Within the records below, find the line containing "Find the girl's". Reproduce it and each line after it exactly, and nothing else.

[Saved entries]
------------------------------------

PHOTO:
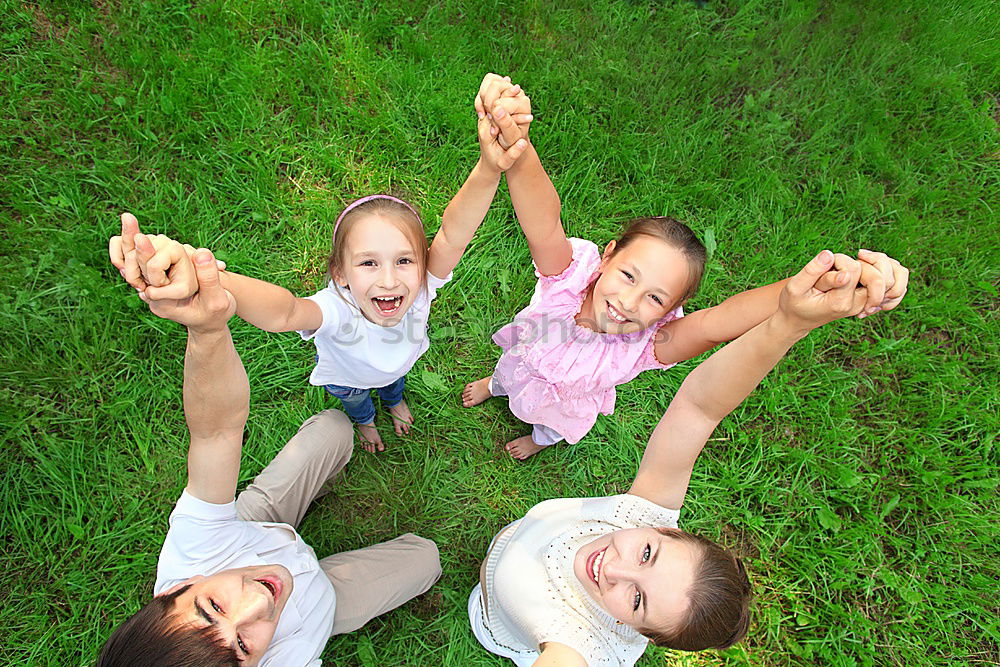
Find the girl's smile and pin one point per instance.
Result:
(637, 286)
(381, 271)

------------------------------------

### Written answer
Find the girl's smile and pin one point per instance.
Result:
(637, 286)
(381, 271)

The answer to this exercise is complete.